### AIM
Reproduce the records below word for word, beginning at their first line and ending after the line that contains "(58, 90), (88, 180)".
## begin MATERIAL SHOWN
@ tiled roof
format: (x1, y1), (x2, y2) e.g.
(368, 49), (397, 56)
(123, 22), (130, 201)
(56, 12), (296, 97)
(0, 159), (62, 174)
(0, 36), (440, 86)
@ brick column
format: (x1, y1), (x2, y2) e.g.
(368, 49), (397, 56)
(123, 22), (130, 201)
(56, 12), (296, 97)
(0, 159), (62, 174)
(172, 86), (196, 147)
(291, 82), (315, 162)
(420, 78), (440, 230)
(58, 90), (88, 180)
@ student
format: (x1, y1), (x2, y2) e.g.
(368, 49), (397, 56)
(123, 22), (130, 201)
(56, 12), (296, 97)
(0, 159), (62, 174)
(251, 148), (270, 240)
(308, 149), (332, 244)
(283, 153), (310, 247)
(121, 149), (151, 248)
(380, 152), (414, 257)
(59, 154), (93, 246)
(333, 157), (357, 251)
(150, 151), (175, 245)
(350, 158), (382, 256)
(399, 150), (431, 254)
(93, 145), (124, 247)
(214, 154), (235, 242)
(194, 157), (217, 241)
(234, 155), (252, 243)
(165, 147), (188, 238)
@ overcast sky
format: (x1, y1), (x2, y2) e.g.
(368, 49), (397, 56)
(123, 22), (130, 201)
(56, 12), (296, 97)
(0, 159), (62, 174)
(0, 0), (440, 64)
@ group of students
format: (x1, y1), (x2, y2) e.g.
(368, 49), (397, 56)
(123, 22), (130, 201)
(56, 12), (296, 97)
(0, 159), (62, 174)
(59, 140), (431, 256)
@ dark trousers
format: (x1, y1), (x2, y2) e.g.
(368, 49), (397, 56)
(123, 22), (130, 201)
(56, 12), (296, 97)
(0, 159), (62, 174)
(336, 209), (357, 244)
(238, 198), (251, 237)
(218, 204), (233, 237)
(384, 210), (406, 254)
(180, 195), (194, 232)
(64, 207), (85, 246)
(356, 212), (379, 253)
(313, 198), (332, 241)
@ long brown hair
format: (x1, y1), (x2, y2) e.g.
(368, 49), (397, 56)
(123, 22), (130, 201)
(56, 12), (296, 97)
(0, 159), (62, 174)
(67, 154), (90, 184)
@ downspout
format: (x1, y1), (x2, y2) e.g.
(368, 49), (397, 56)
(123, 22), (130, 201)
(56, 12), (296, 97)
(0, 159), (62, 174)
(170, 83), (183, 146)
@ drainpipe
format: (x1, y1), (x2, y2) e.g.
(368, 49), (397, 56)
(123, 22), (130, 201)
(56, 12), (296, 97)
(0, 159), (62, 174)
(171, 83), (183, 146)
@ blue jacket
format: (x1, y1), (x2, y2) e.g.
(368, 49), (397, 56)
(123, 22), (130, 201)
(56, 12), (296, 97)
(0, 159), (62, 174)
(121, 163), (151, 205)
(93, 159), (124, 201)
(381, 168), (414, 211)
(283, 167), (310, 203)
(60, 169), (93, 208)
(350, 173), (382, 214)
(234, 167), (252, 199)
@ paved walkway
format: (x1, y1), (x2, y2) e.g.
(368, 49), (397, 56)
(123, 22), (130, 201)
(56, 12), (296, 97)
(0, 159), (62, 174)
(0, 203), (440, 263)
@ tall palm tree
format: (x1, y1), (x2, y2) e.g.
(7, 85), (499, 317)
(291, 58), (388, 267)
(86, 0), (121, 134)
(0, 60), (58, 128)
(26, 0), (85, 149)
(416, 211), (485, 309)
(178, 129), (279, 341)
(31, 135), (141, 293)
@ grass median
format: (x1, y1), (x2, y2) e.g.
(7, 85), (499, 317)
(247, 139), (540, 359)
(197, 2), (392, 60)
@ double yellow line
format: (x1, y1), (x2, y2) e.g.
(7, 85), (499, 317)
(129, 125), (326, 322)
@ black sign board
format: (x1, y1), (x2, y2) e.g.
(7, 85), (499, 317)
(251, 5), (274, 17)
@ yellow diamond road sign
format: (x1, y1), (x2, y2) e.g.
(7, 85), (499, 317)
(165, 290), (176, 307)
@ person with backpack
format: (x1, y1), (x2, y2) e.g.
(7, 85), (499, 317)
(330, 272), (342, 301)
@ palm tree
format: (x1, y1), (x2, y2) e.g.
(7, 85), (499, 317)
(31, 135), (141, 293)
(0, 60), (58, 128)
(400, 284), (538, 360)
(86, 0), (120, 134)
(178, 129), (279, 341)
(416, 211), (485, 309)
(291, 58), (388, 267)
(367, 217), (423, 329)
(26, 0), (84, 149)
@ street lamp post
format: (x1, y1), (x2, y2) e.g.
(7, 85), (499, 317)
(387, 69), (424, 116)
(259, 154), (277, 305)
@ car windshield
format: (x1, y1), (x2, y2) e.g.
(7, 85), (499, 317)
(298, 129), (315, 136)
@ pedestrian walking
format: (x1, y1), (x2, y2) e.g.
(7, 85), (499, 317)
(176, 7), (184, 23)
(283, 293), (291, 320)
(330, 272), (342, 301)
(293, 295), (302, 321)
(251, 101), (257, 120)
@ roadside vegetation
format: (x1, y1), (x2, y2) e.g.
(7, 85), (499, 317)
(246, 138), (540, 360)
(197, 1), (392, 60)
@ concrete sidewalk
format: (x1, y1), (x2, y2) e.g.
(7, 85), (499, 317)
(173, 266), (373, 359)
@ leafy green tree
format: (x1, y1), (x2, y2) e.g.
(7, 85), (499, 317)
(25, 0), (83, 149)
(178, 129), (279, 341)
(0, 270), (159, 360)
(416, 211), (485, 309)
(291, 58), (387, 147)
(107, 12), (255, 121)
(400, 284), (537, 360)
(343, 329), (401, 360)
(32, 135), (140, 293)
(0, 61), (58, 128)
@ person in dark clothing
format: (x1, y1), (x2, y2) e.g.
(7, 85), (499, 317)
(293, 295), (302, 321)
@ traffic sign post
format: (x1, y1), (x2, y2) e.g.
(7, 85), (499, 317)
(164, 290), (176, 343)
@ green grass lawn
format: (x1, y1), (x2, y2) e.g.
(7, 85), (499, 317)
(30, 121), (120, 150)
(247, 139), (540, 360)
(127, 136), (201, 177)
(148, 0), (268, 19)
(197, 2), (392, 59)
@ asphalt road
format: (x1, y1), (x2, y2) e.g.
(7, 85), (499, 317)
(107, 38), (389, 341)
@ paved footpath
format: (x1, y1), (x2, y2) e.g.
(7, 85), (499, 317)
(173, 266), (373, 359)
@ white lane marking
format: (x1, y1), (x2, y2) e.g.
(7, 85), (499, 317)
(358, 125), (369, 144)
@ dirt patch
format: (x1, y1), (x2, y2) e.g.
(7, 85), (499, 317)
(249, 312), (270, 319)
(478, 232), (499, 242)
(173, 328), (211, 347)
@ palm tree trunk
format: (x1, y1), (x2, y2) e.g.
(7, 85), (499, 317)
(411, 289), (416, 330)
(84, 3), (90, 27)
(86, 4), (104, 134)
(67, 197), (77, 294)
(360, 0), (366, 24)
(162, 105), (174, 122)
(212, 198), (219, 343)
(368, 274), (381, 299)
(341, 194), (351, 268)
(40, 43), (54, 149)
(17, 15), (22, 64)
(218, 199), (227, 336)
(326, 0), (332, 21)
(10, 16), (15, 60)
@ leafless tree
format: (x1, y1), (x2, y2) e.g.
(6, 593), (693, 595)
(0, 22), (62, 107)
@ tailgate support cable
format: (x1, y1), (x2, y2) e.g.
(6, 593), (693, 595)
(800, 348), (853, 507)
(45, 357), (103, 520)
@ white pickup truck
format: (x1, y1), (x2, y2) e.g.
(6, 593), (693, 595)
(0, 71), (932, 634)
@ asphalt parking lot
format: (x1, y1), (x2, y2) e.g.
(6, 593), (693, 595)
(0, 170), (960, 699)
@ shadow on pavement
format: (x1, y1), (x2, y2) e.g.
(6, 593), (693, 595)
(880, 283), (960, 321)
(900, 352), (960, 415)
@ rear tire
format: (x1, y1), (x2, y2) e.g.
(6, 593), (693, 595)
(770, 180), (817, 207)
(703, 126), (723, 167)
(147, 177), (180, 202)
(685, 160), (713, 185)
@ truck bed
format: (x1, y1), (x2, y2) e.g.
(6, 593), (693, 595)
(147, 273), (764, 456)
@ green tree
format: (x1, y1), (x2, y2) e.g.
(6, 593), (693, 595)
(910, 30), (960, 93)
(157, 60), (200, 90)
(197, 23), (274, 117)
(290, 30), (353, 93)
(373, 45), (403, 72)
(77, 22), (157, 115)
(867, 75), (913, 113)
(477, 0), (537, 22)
## end MATERIAL SHOWN
### RESULT OF THE EXERCISE
@ tiled roof
format: (x1, y1), (x2, y2) e.g.
(368, 49), (397, 56)
(123, 22), (130, 201)
(56, 12), (296, 97)
(0, 159), (62, 174)
(0, 36), (440, 86)
@ brick column
format: (x1, y1), (x2, y2) e.g.
(368, 49), (397, 56)
(123, 22), (130, 201)
(56, 12), (296, 97)
(0, 159), (62, 174)
(172, 86), (196, 147)
(291, 82), (315, 162)
(420, 78), (440, 230)
(58, 90), (88, 180)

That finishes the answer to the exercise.